● Текст:
-*-*-

Если читать сборник Хорхе Алемана «Об освобождении. Психоанализ и политика», выпущенный в 2019 году издательством «Горизонталь», в ракурсе проблемы речи психоаналитика, то в этой книге впечатляет расхождение акта высказывания и его содержания. Впечатляет в том числе потому, что Алеман сам о возможности подобного расхождения не просто осведомлен, но и посвятил ему ряд работ. Например, русскоязычному читателю доступна полемическая заметка Алемана о Славое Жижеке «Наслаждение философа»: ее перевод был опубликован в журнале «Логос»1. В этой заметке Алеман настаивает на принципиальном различии использования лакановских концептов философами (на примере Жижека) и психоаналитиками: для последних эти концепты укоренены в психоаналитических опыте и практике и обретают жизнь только в связи с ними. Кроме того, в нескольких своих не переведенных книгах Алеман прямо говорил о психоанализе как об антифилософии. Наконец, в самом «Об освобождении» в статье, давшей название всему сборнику, есть несколько страниц меткой критики в адрес Делеза, Негри и Хардта, Жижека и Алена Бадью в свете проблемы общности в психоанализе2, а по другим статьям сборника рассыпаны замечания, ставящие под вопрос призывы к возможному гармоническому разрешению человеческого удела.
Однако сам подзаголовок изданной по-русски книги указывает не столько на противопоставление, сколько на возможность некоторого соединения — хотя и не между психоанализом и философией, а между психоанализом и политикой. Как может функционировать это «и»? Точнее, как оно функционирует в версии, предлагаемой Алеманом?
Алеман, практикующий психоаналитик лакановской ориентации, член AMP ([Asociación Mundial de Psicoanálisis — ред.] Мировой Ассоциации Психоанализа), несколько лет назад также стал членом испанской левой партии «Подемос», ряд активистов которой проходит у него личный анализ. В своих публичных высказываниях последнего времени Алеман все более выступает как политический оратор.

-*-*-

● Ваша задача: Продолжите текст о книге Хорхе Алемана «Об освобождении. Психоанализ и политика», начав сразу после его последнего предложения. Материал ниже не связан с текстом и стоит особняком.

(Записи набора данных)
-*-*-

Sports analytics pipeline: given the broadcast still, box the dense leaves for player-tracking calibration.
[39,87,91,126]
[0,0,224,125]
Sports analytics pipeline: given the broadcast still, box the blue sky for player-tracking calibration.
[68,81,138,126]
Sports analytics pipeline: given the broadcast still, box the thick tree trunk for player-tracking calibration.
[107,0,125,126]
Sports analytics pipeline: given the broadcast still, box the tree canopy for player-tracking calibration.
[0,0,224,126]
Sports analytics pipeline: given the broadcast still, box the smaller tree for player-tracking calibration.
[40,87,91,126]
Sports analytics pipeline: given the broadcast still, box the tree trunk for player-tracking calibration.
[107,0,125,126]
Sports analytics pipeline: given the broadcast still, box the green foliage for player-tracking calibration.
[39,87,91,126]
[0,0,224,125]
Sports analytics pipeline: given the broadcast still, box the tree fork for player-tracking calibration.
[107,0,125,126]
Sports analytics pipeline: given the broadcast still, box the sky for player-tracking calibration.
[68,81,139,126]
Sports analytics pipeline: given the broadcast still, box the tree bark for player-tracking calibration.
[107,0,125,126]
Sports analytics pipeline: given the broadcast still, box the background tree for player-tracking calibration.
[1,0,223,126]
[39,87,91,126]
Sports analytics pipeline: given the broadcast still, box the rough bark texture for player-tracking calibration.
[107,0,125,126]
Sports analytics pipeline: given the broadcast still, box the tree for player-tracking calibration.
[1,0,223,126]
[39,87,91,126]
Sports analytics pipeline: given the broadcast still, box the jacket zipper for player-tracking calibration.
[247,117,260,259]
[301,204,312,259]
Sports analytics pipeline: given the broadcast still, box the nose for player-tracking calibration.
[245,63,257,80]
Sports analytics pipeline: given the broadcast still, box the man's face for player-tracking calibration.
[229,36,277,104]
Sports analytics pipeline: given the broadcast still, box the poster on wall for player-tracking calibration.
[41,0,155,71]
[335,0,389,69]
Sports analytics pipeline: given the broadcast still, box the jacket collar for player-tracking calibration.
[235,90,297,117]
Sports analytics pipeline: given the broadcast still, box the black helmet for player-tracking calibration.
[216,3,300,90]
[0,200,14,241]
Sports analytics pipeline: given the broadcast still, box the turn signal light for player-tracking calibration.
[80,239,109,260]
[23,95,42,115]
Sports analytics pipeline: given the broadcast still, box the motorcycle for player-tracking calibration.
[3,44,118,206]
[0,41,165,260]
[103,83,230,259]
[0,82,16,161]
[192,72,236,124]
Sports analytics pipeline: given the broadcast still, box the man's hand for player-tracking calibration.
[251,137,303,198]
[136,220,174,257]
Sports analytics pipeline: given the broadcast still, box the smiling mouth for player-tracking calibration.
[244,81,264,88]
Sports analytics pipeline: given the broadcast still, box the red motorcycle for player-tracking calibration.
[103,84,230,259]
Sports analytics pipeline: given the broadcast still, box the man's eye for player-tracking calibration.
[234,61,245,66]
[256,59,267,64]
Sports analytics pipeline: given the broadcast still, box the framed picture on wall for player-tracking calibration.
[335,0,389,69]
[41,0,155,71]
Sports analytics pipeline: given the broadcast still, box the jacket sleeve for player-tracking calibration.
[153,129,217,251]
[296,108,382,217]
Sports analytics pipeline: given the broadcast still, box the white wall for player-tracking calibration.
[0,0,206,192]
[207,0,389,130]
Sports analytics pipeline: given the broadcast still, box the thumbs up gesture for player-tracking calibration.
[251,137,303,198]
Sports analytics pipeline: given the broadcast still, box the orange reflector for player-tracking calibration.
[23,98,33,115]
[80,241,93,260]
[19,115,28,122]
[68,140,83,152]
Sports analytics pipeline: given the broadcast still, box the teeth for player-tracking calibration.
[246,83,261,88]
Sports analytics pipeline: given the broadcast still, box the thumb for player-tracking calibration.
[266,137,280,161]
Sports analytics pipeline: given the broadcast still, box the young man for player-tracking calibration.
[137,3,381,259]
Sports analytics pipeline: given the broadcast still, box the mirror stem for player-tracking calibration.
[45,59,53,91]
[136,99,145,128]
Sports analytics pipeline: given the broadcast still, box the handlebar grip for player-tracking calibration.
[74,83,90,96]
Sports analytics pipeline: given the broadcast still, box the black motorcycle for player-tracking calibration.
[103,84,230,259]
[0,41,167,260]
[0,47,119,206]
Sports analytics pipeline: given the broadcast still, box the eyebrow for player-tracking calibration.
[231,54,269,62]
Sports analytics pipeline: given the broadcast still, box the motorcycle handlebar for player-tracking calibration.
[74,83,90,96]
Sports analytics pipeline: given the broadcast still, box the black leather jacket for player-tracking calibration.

-*-*-

● Результат задачи:
Позицию Алемана в сборнике «Об освобождении» можно охарактеризовать при помощи теории, занимающей центральное место в его книге, — теории Жака Лакана о дискурсах, то есть о социальных связях, основанных на речи и предопределяющих для нее некоторые фиксированные позиции. Лакан изначально вычленил четыре таких дискурса, воспроизводящихся сегодня цивилизацией: истерический, господский, университетский и психоаналитический, отчасти соответствующих фрейдовским «невозможным профессиям»3: управлять, воспитывать, быть психоаналитиком. Основной объект критики, даже гнева, Алемана — пятый, капиталистический дискурс, о котором Лакан заговорил чуть позже и менее подробно, чем об остальных четырех. В отличие от них, капиталистический дискурс — это дискурс замкнутый сам на себе, выпадающий из их круговорота, где они переходят друг в друга, где один дискурс движим продуктом другого и способен вызывать вспышку любви обнаружением своей недостаточности и актом поворота к иному дискурсу. В дискурсе капитализма запинка, барьер бессилия, присущий по-своему каждому из четырех остальных дискурсов, разрешается неостановимым накоплением капитала.
Теория дискурсов Лакана — теория, ставшая возможной и имеющая смысл благодаря одному из них: дискурсу психоаналитическому. Именно из его координат, с его позиции разнообразие социальных связей между людьми раскладывается на эти пять комбинаций, в сердцевине которых лежит психоаналитическая проблема не-существования связи сексуальной. Именно это не-существование по-своему пытается восполнить каждый из дискурсов.
Никто не может жить только в одном-единственном дискурсе: входя в дискурсивные отношения, субъект так или иначе сталкивается с тем, что может занимать в них различные позиции. И, возможно, парадоксальность книги Алемана не задевала бы меня в такой мере, если бы сам я не был одно время заинтересован в деятельности РСД (Российского социалистического движения), хотя так и не вступил в него и уже никогда не вступлю, а также если бы мое решение пытаться быть психоаналитиком, то есть пытаться занимать место в психоаналитическом дискурсе, не заставило бы меня больше задаваться вопросами о дискурсивных позициях помимо уровня содержания высказывания, о позициях на уровне речевого акта, и внимательнее к ним относиться.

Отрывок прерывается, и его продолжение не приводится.